┌─ Источник

Лиза Морозова :: Портфолио :: Тексты

Будораж
рубрика о современном искусстве

Уроки Локи. Разговоры в Царском Селе.


Разговор Елизаветы Морозовой с Юрием Соболевым
"Исцеляющее искусство", журнал арт-терапии, 1998

 1 :: 2 :: 3 :: 4

Е.М. Объясни, пожалуйста, что такое гипертекст.

Ю.С. Эта общая теория, разработанная Деррида, Кристевой и другими французскими философами. Особенность нашего времени - недоверие к знанию, к "великим метаповествованиям", которые как бы "расщепляются" на множество более простых, локальных историй-рассказов. В этом проявляется кризис незыблимости принципов детерминизма.

Закончился период классического авангарда. Он весь основывался на представлении о существовании гипертекста, над всем стоящего идеального дискурса, в который укладываются все тексты, включая текст личности. Примерно с 80-х годов принято говорить о так называемой "смерти автора". Автор умирает в своем произведении, потому что оно состоит из бесконечного количества интертекстуальных цитат. И расшифровывается оно на уровне прочтения кодов цитируемых произведений. Личность автора"проваливается", потому что оказывается "влипнута" в гипертекст.

Я употребил слово "интертекстуальность" - это тоже очень важное понятие. Постмодерну свойственна эклектичность. Не выстраивание иерархии ценностей, а интертекстуальное цитирование всего. Поэтому наиболее действенной моделью постмодерна могла бы быть любая энциклопедия, где рядом стоят слова, каждое из которых является отдельным текстом и имеет свое собственное значение, огромное горизонтальное и вертикальное семантические поля. Эти слова не связаны ничем, кроме того, что перечислены по алфавиту. Но при этом они находятся в постоянной игре, взаимодействии. То есть хаос, в котором существует человек, преодолевается каталогизированием по чисто формальным признакам. Отсюда - энциклопедическая модель, которую использовали многие постмодерные писатели. В ней гипертекстом становится алфавит.

Поэтому в настоящее время оказываются актуальными другие стратегии. Они, мне кажется, очень терепевтичны, потому что сопротивляются "влипанию"в гипертекст. Потому что, по-моему, здорово для человека не строить отвлеченных конструктов, а воспринимать мир таким, каким он предстает ему в простом перечислении. И понимать, что по одному и тому же поводу можно выстроить одну конструкцию, а через 5 минут другую. И ни одна из них не будет лучше. Это условно существующие конструкты, позволяющие этому конкретному человеку структурировать хаос. Но они не являются универсальной истинной формой, к обретению которой нужно стремиться. Потому что наличие конечной формы предполагает высокий уровень разочарования и отчаяния. Ведь вскоре окажется, что мир не устроен таким образом, как бы нам хотелось. Он постоянно меняется, движется в бесчисленном количестве вариантов, которые невозможно описать. Можно "поймать" процесс жизни, "убив" момент и получив некий срез, который кажется структурой. Но, на самом деле, подлинную структуру мира может знать только Бог, а не человек. До конца 19 века, когда существовали более стабильные и менее коммуникативные структуры, человек мог соотносить с ними себя. Но сегодня текст (человек) не может найти гипертекст, ту книгу, страницей которой он является. Он, на самом деле, является страницей, затерянной в целой огромной библиотеке. Гипертекст же остался только на уровне попкультуры, проявляясь в массмедиях.

└─
┌─ Выдержки из данных

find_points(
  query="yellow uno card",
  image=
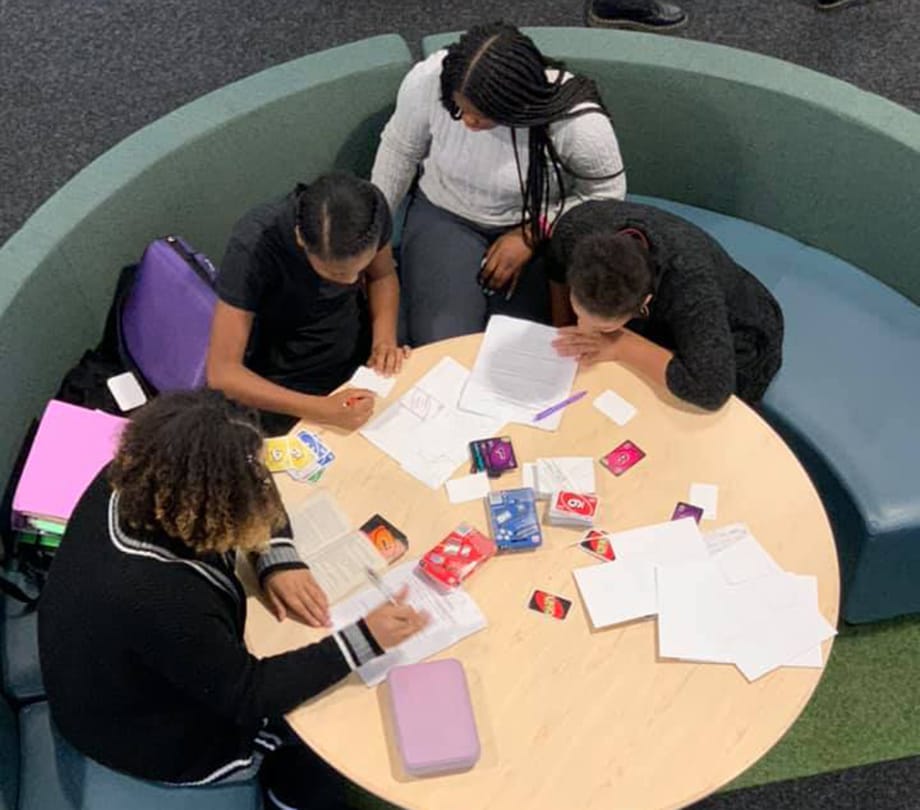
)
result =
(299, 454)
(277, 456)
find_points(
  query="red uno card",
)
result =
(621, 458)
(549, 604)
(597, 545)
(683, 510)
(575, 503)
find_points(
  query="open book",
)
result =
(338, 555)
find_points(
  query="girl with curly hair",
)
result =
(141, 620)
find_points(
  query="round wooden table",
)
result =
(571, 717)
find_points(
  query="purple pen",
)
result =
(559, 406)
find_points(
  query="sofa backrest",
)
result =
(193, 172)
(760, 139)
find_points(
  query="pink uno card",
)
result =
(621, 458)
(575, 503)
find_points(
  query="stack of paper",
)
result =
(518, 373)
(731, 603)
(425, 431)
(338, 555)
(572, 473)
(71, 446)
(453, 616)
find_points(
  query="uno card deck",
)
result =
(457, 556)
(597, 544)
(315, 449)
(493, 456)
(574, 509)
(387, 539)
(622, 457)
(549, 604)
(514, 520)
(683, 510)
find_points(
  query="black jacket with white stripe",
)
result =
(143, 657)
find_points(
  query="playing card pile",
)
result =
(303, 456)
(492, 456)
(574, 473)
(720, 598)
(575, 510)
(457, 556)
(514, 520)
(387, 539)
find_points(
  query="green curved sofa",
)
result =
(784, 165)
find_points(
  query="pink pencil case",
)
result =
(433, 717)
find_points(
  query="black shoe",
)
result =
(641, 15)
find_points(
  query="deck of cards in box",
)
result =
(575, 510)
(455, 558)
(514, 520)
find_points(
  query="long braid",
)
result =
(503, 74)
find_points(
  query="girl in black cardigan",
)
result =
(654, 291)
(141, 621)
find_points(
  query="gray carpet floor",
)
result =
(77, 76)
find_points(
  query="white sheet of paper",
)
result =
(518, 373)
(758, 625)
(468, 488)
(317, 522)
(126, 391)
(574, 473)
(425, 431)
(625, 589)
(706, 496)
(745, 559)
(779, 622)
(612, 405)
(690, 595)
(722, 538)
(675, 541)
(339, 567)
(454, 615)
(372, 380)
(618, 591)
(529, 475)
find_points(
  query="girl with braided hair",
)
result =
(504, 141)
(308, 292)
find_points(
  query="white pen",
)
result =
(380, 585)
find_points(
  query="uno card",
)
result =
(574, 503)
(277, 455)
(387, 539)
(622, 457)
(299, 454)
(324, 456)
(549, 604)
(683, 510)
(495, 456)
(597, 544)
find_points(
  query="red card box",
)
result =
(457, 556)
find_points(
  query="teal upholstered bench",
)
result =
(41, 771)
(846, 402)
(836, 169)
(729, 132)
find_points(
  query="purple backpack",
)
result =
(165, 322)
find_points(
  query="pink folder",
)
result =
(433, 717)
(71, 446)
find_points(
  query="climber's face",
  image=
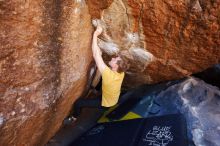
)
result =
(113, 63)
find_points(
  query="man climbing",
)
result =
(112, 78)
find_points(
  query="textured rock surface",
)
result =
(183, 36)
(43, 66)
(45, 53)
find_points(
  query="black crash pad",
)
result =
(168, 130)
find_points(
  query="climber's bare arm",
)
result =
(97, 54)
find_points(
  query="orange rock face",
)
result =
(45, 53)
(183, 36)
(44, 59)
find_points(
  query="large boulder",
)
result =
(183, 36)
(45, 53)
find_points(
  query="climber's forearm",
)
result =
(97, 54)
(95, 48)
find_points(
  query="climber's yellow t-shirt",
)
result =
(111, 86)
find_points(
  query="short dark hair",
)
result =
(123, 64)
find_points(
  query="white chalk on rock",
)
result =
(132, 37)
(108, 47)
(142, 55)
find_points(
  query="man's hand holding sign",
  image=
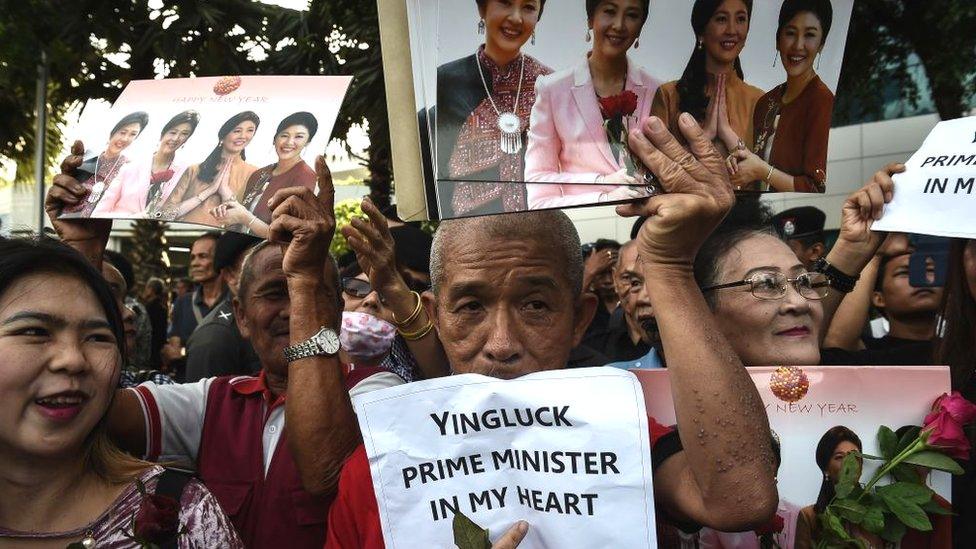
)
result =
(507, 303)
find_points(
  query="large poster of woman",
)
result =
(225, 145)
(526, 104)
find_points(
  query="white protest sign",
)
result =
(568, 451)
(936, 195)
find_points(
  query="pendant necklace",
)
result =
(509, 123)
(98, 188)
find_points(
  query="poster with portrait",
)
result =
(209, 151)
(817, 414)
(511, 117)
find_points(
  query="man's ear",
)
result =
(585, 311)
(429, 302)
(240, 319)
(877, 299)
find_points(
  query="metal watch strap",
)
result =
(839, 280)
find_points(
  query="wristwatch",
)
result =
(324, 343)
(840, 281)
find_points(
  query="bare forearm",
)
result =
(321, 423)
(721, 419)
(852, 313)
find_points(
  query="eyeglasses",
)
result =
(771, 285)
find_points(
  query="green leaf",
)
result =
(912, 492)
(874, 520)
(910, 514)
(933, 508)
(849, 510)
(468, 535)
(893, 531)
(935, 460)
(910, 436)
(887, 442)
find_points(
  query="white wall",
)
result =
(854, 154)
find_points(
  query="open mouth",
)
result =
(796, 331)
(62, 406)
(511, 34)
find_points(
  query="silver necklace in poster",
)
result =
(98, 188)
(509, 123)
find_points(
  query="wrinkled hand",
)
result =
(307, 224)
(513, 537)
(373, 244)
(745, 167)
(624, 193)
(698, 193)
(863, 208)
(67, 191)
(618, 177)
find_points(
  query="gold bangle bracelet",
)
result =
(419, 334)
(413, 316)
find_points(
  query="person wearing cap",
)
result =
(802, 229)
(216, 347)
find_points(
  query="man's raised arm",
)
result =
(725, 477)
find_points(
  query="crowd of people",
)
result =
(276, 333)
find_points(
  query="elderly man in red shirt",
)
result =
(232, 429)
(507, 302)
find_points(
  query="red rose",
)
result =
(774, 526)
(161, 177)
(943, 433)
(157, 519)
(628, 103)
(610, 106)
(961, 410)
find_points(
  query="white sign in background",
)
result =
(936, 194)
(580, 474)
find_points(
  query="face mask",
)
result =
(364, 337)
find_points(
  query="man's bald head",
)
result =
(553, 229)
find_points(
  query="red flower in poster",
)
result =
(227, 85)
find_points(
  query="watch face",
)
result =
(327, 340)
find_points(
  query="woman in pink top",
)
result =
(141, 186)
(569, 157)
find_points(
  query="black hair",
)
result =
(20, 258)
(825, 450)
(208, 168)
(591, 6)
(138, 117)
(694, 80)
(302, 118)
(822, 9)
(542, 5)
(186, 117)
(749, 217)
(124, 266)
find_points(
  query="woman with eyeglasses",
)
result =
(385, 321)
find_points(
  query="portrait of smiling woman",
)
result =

└─

**Ваша задача**
Можете дословно повторить фрагмент беседы о гипертексте начиная со слов «Лиза Морозова :: Портфолио» и заканчивая словами «что такое гипертекст.» включительно? Эти данные взяты из другого источника.

**Результат задачи**
Лиза Морозова :: Портфолио :: Тексты

Будораж
рубрика о современном искусстве

Уроки Локи. Разговоры в Царском Селе.


Разговор Елизаветы Морозовой с Юрием Соболевым
"Исцеляющее искусство", журнал арт-терапии, 1998

 1 :: 2 :: 3 :: 4

Е.М. Объясни, пожалуйста, что такое гипертекст.